The five synthetic carbon forms are characterized by distinct microtextures, crystallinity, carbon hybridization, content of oxygen heteroatoms and type of oxygenated functional groups, as described below (cf. Table 4).
Graphite (Supplementary Figure S2A) forms aggregates of ∼5 nm-thick sub-circular platelets that have diameter of few to several tens of nanometers and in cross section have a layered structure. It is perfectly crystalline, as shown by the presence of hkl reflections in the SAED pattern. The Raman spectrum is dominated by a sharp and intense G peak at ∼1,574 cm−1; D peak at 1,345 cm−1 is broad and weak. Graphite is almost pure sp2-hybridized carbon (O < 1 at%).
Graphite oxide (GO) (Figure 2A) is composed of sheets with a thickness up to a few tenths of nanometers that locally show a layered organization, i.e., the presence of some large (up to ∼10 nm) crystalline domains. This partial ordering is indicated by the presence of modulations of the diffraction bands in the SAED pattern (Beyssac et al., 2002b). Its Raman spectrum shows two similarly intense D and G peaks, at ∼1,354 cm−1 and ∼1,605 cm−1, respectively. GO has the highest concentration of sp3-hybridized carbon (∼92 at%) and oxygen heteroatoms (∼31 at%). In GO there is a large proportion of oxygenated functional groups (∼41 at%).
Mesoporous carbon (MC) (Figure 2B) is made of ∼5 nm thick carbon layers wrapped into polygonal shapes, which enclose pores with a diameter comprised between few nanometers and 15–20 nm. The SAED patterns show sharp and intense diffraction bands. Its Raman spectrum is characterized by D and G positioned at ∼1,340 cm−1 and ∼1,576 cm−1, respectively, with the former being more intense than the latter. MC is nearly pure carbon (O < 1 at%), composed of dominant sp2-hybridized carbon (∼95 at%); it has a small proportion of C(sp3) mainly related to C–C bonds (∼5 at%).

Written task
From the carbon-forms text above, list every Raman peak position it reports, with its material and its peak label (D or G).

Data excerpts
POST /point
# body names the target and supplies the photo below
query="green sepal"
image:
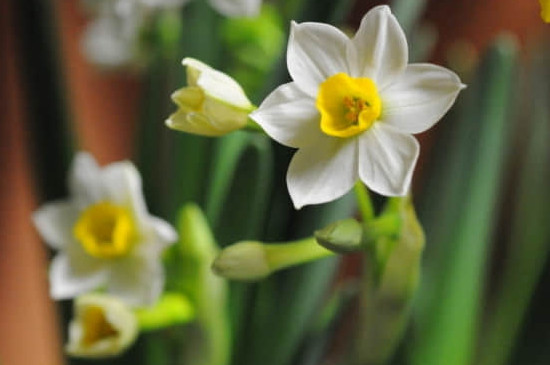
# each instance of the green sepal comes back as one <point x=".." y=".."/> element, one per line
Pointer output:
<point x="172" y="309"/>
<point x="343" y="236"/>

Exercise answer
- Graphite, G peak: ∼1,574 cm−1
- Graphite, D peak: 1,345 cm−1
- Graphite oxide (GO), D peak: ∼1,354 cm−1
- Graphite oxide (GO), G peak: ∼1,605 cm−1
- Mesoporous carbon (MC), D peak: ∼1,340 cm−1
- Mesoporous carbon (MC), G peak: ∼1,576 cm−1